(DATA TO USE)

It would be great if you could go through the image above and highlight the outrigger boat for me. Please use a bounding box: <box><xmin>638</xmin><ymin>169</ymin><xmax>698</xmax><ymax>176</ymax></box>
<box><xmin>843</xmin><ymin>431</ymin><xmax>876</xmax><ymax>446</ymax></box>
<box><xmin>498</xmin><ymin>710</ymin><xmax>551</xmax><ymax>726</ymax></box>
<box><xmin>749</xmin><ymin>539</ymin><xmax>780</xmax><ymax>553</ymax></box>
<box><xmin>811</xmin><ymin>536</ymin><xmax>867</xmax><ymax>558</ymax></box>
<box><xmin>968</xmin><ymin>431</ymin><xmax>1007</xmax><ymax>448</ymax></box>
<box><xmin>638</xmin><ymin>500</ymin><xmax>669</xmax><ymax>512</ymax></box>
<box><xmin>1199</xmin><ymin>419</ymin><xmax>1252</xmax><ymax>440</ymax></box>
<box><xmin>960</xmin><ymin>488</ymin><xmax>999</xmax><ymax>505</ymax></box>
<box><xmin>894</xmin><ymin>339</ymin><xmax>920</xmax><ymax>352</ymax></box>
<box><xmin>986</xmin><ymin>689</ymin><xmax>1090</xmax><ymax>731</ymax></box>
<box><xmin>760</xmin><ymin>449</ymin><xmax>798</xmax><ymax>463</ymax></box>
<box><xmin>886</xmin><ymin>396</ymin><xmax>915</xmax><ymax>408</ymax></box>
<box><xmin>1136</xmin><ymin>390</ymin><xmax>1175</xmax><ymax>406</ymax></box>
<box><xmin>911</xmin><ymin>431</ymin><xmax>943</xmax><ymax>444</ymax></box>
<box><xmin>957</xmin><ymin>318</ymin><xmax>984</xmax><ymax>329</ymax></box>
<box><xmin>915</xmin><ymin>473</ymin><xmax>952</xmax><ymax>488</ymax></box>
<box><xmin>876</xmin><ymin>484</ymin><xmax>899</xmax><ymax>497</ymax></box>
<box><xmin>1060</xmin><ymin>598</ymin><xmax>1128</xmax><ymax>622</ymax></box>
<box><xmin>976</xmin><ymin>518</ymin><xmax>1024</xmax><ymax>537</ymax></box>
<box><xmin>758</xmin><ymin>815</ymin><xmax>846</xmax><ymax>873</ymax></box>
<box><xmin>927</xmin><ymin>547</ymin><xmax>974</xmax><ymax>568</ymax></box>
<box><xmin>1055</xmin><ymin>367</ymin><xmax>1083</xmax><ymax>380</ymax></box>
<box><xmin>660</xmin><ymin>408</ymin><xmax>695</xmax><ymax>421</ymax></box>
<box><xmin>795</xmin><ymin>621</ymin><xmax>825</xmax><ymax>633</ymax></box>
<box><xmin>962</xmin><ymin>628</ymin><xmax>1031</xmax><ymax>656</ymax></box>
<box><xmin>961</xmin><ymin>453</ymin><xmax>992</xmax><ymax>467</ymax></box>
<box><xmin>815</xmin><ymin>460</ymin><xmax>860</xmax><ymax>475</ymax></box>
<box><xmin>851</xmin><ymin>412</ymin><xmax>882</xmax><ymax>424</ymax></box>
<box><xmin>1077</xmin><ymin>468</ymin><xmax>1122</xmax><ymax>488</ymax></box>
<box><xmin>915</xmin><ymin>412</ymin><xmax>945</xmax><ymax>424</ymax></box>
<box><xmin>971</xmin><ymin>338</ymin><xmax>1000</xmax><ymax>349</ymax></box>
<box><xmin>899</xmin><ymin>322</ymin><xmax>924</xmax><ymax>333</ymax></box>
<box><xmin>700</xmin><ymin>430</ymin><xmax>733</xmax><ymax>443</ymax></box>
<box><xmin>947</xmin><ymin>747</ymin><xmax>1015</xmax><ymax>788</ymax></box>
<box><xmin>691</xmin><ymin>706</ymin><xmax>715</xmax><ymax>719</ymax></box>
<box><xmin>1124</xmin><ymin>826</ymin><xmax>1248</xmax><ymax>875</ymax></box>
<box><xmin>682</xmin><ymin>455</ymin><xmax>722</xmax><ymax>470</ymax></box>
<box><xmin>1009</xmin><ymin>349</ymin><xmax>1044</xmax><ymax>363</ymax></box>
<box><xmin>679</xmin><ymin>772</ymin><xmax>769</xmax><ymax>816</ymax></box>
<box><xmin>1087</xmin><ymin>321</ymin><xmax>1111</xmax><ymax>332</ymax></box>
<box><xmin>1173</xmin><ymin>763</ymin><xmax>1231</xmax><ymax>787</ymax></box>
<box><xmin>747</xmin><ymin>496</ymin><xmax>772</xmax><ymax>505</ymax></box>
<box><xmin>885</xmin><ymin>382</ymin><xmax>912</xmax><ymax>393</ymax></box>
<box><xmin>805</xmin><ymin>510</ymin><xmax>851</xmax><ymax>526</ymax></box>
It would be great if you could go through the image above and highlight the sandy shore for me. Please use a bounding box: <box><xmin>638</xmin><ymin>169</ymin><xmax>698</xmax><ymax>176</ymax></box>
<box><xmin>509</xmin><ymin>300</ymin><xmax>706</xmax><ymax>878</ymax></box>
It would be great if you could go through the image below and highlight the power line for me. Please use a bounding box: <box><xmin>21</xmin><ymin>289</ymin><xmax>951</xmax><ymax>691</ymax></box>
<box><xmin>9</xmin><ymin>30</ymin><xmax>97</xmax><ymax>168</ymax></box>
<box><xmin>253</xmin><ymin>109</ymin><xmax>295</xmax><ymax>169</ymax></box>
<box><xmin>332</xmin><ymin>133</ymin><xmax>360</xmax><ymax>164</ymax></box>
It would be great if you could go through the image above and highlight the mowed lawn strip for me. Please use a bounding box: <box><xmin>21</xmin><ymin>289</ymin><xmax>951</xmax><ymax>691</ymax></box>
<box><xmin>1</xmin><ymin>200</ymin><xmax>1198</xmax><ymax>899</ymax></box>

(End DATA TO USE)

ASSIGNED TASK - Would you return the whole listing exactly as written?

EXERCISE OUTPUT -
It would be great if you could go through the image above and highlight the outrigger boat for me. Please use a bounding box: <box><xmin>638</xmin><ymin>169</ymin><xmax>698</xmax><ymax>176</ymax></box>
<box><xmin>843</xmin><ymin>431</ymin><xmax>876</xmax><ymax>446</ymax></box>
<box><xmin>498</xmin><ymin>710</ymin><xmax>551</xmax><ymax>726</ymax></box>
<box><xmin>749</xmin><ymin>539</ymin><xmax>780</xmax><ymax>553</ymax></box>
<box><xmin>811</xmin><ymin>536</ymin><xmax>867</xmax><ymax>558</ymax></box>
<box><xmin>968</xmin><ymin>431</ymin><xmax>1007</xmax><ymax>448</ymax></box>
<box><xmin>638</xmin><ymin>500</ymin><xmax>669</xmax><ymax>512</ymax></box>
<box><xmin>1199</xmin><ymin>419</ymin><xmax>1252</xmax><ymax>440</ymax></box>
<box><xmin>960</xmin><ymin>488</ymin><xmax>999</xmax><ymax>505</ymax></box>
<box><xmin>894</xmin><ymin>339</ymin><xmax>920</xmax><ymax>352</ymax></box>
<box><xmin>986</xmin><ymin>689</ymin><xmax>1090</xmax><ymax>731</ymax></box>
<box><xmin>760</xmin><ymin>449</ymin><xmax>798</xmax><ymax>463</ymax></box>
<box><xmin>886</xmin><ymin>396</ymin><xmax>915</xmax><ymax>408</ymax></box>
<box><xmin>1136</xmin><ymin>390</ymin><xmax>1175</xmax><ymax>406</ymax></box>
<box><xmin>911</xmin><ymin>431</ymin><xmax>943</xmax><ymax>444</ymax></box>
<box><xmin>957</xmin><ymin>318</ymin><xmax>984</xmax><ymax>329</ymax></box>
<box><xmin>915</xmin><ymin>473</ymin><xmax>952</xmax><ymax>488</ymax></box>
<box><xmin>876</xmin><ymin>484</ymin><xmax>899</xmax><ymax>497</ymax></box>
<box><xmin>1060</xmin><ymin>598</ymin><xmax>1128</xmax><ymax>622</ymax></box>
<box><xmin>976</xmin><ymin>518</ymin><xmax>1024</xmax><ymax>537</ymax></box>
<box><xmin>758</xmin><ymin>815</ymin><xmax>846</xmax><ymax>873</ymax></box>
<box><xmin>927</xmin><ymin>547</ymin><xmax>974</xmax><ymax>568</ymax></box>
<box><xmin>1055</xmin><ymin>367</ymin><xmax>1083</xmax><ymax>380</ymax></box>
<box><xmin>660</xmin><ymin>408</ymin><xmax>695</xmax><ymax>421</ymax></box>
<box><xmin>795</xmin><ymin>621</ymin><xmax>825</xmax><ymax>633</ymax></box>
<box><xmin>962</xmin><ymin>628</ymin><xmax>1031</xmax><ymax>656</ymax></box>
<box><xmin>961</xmin><ymin>453</ymin><xmax>992</xmax><ymax>467</ymax></box>
<box><xmin>815</xmin><ymin>460</ymin><xmax>860</xmax><ymax>475</ymax></box>
<box><xmin>851</xmin><ymin>412</ymin><xmax>882</xmax><ymax>424</ymax></box>
<box><xmin>1077</xmin><ymin>468</ymin><xmax>1122</xmax><ymax>488</ymax></box>
<box><xmin>915</xmin><ymin>412</ymin><xmax>945</xmax><ymax>424</ymax></box>
<box><xmin>971</xmin><ymin>338</ymin><xmax>1000</xmax><ymax>349</ymax></box>
<box><xmin>899</xmin><ymin>322</ymin><xmax>924</xmax><ymax>333</ymax></box>
<box><xmin>700</xmin><ymin>430</ymin><xmax>733</xmax><ymax>443</ymax></box>
<box><xmin>947</xmin><ymin>747</ymin><xmax>1015</xmax><ymax>788</ymax></box>
<box><xmin>691</xmin><ymin>706</ymin><xmax>715</xmax><ymax>719</ymax></box>
<box><xmin>1124</xmin><ymin>826</ymin><xmax>1248</xmax><ymax>875</ymax></box>
<box><xmin>682</xmin><ymin>455</ymin><xmax>722</xmax><ymax>470</ymax></box>
<box><xmin>1009</xmin><ymin>349</ymin><xmax>1044</xmax><ymax>363</ymax></box>
<box><xmin>679</xmin><ymin>772</ymin><xmax>769</xmax><ymax>816</ymax></box>
<box><xmin>1087</xmin><ymin>321</ymin><xmax>1111</xmax><ymax>332</ymax></box>
<box><xmin>1173</xmin><ymin>763</ymin><xmax>1231</xmax><ymax>787</ymax></box>
<box><xmin>747</xmin><ymin>496</ymin><xmax>772</xmax><ymax>505</ymax></box>
<box><xmin>885</xmin><ymin>382</ymin><xmax>912</xmax><ymax>393</ymax></box>
<box><xmin>805</xmin><ymin>510</ymin><xmax>851</xmax><ymax>526</ymax></box>
It would be great if you could go through the image above and highlight the sandy shore for me. Please use a bounding box: <box><xmin>638</xmin><ymin>169</ymin><xmax>698</xmax><ymax>176</ymax></box>
<box><xmin>509</xmin><ymin>300</ymin><xmax>706</xmax><ymax>878</ymax></box>
It would be great if you could go through the image below and highlight the power line for me. Please use a bounding box: <box><xmin>21</xmin><ymin>289</ymin><xmax>951</xmax><ymax>691</ymax></box>
<box><xmin>9</xmin><ymin>30</ymin><xmax>97</xmax><ymax>168</ymax></box>
<box><xmin>253</xmin><ymin>109</ymin><xmax>295</xmax><ymax>169</ymax></box>
<box><xmin>332</xmin><ymin>133</ymin><xmax>360</xmax><ymax>164</ymax></box>
It would be great if you could go through the image above and highlight the mowed lawn strip for me. Please use a bounding box: <box><xmin>21</xmin><ymin>289</ymin><xmax>951</xmax><ymax>691</ymax></box>
<box><xmin>1</xmin><ymin>200</ymin><xmax>1198</xmax><ymax>899</ymax></box>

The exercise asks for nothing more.